• _EXERCISE INSTRUCTIONS_: Present every line of the records below as a Markdown table with the columns "No." and "Record text," numbering the rows in order and omitting blank lines.
[begin EXERCISE INPUT]
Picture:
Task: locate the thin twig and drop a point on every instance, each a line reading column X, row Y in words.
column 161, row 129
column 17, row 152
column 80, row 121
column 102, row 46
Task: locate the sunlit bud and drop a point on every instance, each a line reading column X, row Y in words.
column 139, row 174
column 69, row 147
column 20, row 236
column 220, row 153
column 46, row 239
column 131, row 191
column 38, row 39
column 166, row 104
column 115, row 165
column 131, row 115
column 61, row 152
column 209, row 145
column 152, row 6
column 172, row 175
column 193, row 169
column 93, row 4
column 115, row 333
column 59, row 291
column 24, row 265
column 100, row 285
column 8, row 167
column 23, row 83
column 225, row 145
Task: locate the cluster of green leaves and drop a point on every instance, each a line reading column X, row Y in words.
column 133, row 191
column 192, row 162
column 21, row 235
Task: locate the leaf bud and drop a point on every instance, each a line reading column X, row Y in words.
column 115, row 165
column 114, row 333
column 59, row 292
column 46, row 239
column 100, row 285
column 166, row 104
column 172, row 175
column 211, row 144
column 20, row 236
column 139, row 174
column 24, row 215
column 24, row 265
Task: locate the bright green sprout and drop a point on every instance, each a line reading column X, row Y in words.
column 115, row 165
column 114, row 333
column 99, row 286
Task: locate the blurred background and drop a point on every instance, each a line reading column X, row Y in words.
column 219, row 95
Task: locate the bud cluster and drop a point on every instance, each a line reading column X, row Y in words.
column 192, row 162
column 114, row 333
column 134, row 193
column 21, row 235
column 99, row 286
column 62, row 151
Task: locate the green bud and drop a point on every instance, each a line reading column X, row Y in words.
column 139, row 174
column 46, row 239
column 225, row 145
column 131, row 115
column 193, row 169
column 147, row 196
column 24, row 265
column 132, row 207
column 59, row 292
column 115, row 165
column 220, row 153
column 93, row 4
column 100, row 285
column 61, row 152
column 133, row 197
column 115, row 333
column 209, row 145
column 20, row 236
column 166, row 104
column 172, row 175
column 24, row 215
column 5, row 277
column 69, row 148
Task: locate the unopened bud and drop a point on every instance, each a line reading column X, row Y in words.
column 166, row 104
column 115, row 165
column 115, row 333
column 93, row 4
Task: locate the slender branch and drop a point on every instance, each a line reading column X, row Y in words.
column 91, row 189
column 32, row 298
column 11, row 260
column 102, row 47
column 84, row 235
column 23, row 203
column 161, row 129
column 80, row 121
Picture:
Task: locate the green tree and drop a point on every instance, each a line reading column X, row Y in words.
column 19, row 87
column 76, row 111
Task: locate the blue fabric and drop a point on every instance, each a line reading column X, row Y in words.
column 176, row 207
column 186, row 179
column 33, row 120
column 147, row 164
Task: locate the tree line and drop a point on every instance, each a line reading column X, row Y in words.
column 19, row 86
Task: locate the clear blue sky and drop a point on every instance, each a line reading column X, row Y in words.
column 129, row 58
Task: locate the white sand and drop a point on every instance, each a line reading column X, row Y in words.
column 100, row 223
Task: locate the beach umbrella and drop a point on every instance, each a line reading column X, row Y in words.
[end EXERCISE INPUT]
• _IN RESPONSE_:
| No. | Record text |
|---|---|
| 1 | Picture: |
| 2 | Task: locate the thin twig and drop a point on every instance, each a line reading column X, row Y in words. |
| 3 | column 161, row 129 |
| 4 | column 17, row 152 |
| 5 | column 80, row 121 |
| 6 | column 102, row 46 |
| 7 | Task: locate the sunlit bud and drop a point on every instance, each a line reading column X, row Y in words. |
| 8 | column 139, row 174 |
| 9 | column 69, row 147 |
| 10 | column 20, row 236 |
| 11 | column 220, row 153 |
| 12 | column 46, row 239 |
| 13 | column 131, row 191 |
| 14 | column 38, row 39 |
| 15 | column 166, row 104 |
| 16 | column 115, row 165 |
| 17 | column 131, row 115 |
| 18 | column 61, row 152 |
| 19 | column 209, row 145 |
| 20 | column 152, row 6 |
| 21 | column 172, row 175 |
| 22 | column 193, row 169 |
| 23 | column 93, row 4 |
| 24 | column 115, row 333 |
| 25 | column 59, row 291 |
| 26 | column 24, row 265 |
| 27 | column 100, row 285 |
| 28 | column 8, row 167 |
| 29 | column 23, row 83 |
| 30 | column 225, row 145 |
| 31 | Task: locate the cluster of green leaves and drop a point on every instance, each a line reading column X, row Y in words. |
| 32 | column 133, row 191 |
| 33 | column 192, row 162 |
| 34 | column 21, row 235 |
| 35 | Task: locate the leaf bud and drop a point on every instance, each a line reading column X, row Y in words. |
| 36 | column 115, row 165 |
| 37 | column 114, row 333 |
| 38 | column 59, row 292 |
| 39 | column 46, row 239 |
| 40 | column 100, row 285 |
| 41 | column 166, row 104 |
| 42 | column 172, row 175 |
| 43 | column 211, row 144 |
| 44 | column 20, row 236 |
| 45 | column 139, row 174 |
| 46 | column 24, row 215 |
| 47 | column 24, row 265 |
| 48 | Task: locate the bright green sprout and drop a point on every instance, each a line reading column X, row Y in words. |
| 49 | column 115, row 165 |
| 50 | column 114, row 333 |
| 51 | column 99, row 286 |
| 52 | Task: locate the blurred background and drop a point on every instance, each a line reading column X, row Y in words. |
| 53 | column 219, row 95 |
| 54 | Task: locate the bud cluster and drop a point on every instance, each a line reading column X, row Y in words. |
| 55 | column 192, row 162 |
| 56 | column 114, row 333 |
| 57 | column 134, row 193 |
| 58 | column 21, row 235 |
| 59 | column 99, row 286 |
| 60 | column 62, row 151 |
| 61 | Task: locate the green bud and drop a point on every instance, each a line reading column X, row Y in words. |
| 62 | column 139, row 174 |
| 63 | column 46, row 239 |
| 64 | column 225, row 145 |
| 65 | column 131, row 115 |
| 66 | column 193, row 169 |
| 67 | column 147, row 196 |
| 68 | column 24, row 265 |
| 69 | column 132, row 207 |
| 70 | column 59, row 292 |
| 71 | column 115, row 165 |
| 72 | column 220, row 153 |
| 73 | column 93, row 4 |
| 74 | column 100, row 285 |
| 75 | column 61, row 152 |
| 76 | column 133, row 197 |
| 77 | column 115, row 333 |
| 78 | column 209, row 145 |
| 79 | column 20, row 236 |
| 80 | column 166, row 104 |
| 81 | column 172, row 175 |
| 82 | column 24, row 215 |
| 83 | column 5, row 277 |
| 84 | column 69, row 148 |
| 85 | Task: locate the unopened bud and drop a point on every instance, each a line reading column X, row Y in words. |
| 86 | column 166, row 104 |
| 87 | column 115, row 165 |
| 88 | column 115, row 333 |
| 89 | column 93, row 4 |
| 90 | Task: locate the slender branch and drop a point on every instance, each a line reading column X, row Y in words. |
| 91 | column 91, row 189 |
| 92 | column 32, row 298 |
| 93 | column 11, row 260 |
| 94 | column 102, row 47 |
| 95 | column 84, row 235 |
| 96 | column 23, row 203 |
| 97 | column 161, row 129 |
| 98 | column 80, row 121 |
| 99 | Picture: |
| 100 | Task: locate the green tree and drop a point on every instance, each a line reading column X, row Y in words. |
| 101 | column 19, row 87 |
| 102 | column 76, row 111 |
| 103 | Task: locate the blue fabric and drop a point on every instance, each a line reading column X, row Y in words. |
| 104 | column 176, row 207 |
| 105 | column 186, row 179 |
| 106 | column 33, row 120 |
| 107 | column 147, row 164 |
| 108 | Task: locate the tree line and drop a point on every instance, each a line reading column X, row Y in words. |
| 109 | column 19, row 86 |
| 110 | Task: locate the clear blue sky and drop a point on every instance, each a line reading column X, row Y in words. |
| 111 | column 129, row 58 |
| 112 | Task: locate the white sand and drop a point on every instance, each a line reading column X, row Y in words. |
| 113 | column 100, row 223 |
| 114 | Task: locate the beach umbrella and drop a point on every instance, each a line reading column X, row Y in words. |